## What the task requires
When copying the records below, omit any image and print everything else exactly.

## Material shown

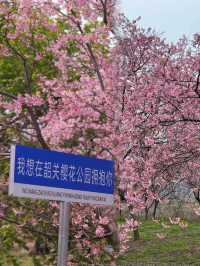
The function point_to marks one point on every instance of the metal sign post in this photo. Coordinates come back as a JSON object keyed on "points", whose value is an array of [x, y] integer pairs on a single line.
{"points": [[51, 175], [63, 237]]}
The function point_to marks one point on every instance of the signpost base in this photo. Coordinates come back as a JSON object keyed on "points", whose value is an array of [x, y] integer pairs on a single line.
{"points": [[63, 236]]}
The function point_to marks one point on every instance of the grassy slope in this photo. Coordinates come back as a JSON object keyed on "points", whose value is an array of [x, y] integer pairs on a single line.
{"points": [[181, 246]]}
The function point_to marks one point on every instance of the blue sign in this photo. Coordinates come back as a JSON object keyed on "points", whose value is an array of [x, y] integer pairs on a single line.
{"points": [[54, 175]]}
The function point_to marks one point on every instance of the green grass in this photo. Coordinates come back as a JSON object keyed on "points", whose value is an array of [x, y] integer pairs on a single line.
{"points": [[180, 247]]}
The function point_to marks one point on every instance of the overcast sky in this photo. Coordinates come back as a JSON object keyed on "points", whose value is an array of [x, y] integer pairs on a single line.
{"points": [[173, 17]]}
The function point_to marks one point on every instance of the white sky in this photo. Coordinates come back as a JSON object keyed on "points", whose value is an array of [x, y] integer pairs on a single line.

## Result for this task
The function point_to marks one point on every instance of the metal sign post in this photo. Coordinates come back as a JSON object keyed on "points", whose value is an array of [x, y] integer pairs on a single line.
{"points": [[51, 175], [63, 237]]}
The function point_to marks one point on every instance of the signpost base in this photo. Coordinates come back as a JSON object keyed on "points", whose value is an array of [x, y] integer pairs on a single line.
{"points": [[63, 236]]}
The function point_to marks one point on every instance of the grassy slope in this photo. Coordinates come back as a JSON object keyed on "points", whose value is an array of [x, y] integer pairs on a single line.
{"points": [[181, 246]]}
The function point_to marks one point on every instance of the blue sign in this photo. Coordinates come back as a JSON object keyed on "points", whose value is an array of [x, y] integer pairs on a single line.
{"points": [[54, 175]]}
The function point_to marks one point on every instance of the green grass in this photo. Coordinates come back as a JSON object keyed on "points", whose value is an array of [x, y] integer pairs on a single line.
{"points": [[180, 247]]}
The function point_to marks one point on every instance of the overcast sky in this photo. Coordinates come back as a JSON object keyed on "points", whose value is an array of [x, y] integer pairs on a single line.
{"points": [[173, 17]]}
The function point_to marks one point on every instance of the white sky in this photo. Coordinates come back as a JSON object keyed on "points", whose value is an array of [x, y] integer pairs on a single line.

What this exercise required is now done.